* _RECORDS FOR THIS TASK_:
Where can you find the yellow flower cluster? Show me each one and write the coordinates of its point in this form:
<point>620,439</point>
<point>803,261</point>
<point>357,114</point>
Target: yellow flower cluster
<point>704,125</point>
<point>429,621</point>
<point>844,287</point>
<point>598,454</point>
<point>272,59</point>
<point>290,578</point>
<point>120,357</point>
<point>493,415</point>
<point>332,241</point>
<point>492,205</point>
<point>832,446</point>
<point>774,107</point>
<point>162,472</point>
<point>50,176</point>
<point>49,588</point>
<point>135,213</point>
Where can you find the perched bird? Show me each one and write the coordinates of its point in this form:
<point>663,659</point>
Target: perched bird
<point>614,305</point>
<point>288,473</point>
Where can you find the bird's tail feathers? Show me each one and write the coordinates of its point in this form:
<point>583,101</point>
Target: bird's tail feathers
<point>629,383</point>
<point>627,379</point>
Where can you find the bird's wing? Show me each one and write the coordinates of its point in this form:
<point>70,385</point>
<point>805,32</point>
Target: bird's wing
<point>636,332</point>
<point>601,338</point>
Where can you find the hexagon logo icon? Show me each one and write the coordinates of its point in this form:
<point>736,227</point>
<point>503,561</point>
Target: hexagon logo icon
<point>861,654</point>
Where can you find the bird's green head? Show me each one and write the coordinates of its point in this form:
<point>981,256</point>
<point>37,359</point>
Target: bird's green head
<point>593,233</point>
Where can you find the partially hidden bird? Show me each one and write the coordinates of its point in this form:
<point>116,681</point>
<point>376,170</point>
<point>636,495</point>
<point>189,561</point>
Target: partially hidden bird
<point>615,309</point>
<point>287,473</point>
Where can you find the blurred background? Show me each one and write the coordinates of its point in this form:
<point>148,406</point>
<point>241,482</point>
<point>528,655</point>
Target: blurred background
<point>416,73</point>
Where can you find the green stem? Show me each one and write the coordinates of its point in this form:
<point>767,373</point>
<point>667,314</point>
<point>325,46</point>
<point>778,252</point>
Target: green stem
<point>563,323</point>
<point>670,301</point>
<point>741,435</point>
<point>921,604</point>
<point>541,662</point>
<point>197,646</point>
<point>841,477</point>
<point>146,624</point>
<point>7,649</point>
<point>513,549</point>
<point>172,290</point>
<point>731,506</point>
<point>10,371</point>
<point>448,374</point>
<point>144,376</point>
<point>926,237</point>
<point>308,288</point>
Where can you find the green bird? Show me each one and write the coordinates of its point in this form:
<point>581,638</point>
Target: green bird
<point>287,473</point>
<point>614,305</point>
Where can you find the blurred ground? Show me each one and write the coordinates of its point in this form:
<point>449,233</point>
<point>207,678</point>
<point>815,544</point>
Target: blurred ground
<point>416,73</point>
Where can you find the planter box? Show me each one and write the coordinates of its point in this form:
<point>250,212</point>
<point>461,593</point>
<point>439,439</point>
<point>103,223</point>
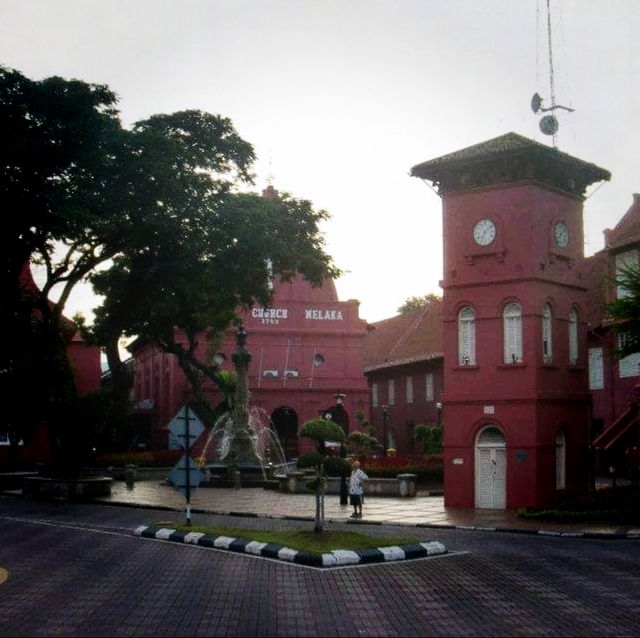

* _PROBLEM DETAILS_: Reproduce everything from the start of the data down to the line containing "<point>704,125</point>", both lines included and the requests kept in. Multiply each point coordinate in the answers by 0.85 and round to whole numbers, with halves rounded up, leaving the numbers in the requests and their format samples unchanged.

* _ANSWER BELOW_:
Where can you find the yellow flower cluster? Show me each one and write the coordinates of its point in this form:
<point>620,439</point>
<point>803,261</point>
<point>357,114</point>
Target: yellow flower cluster
<point>598,106</point>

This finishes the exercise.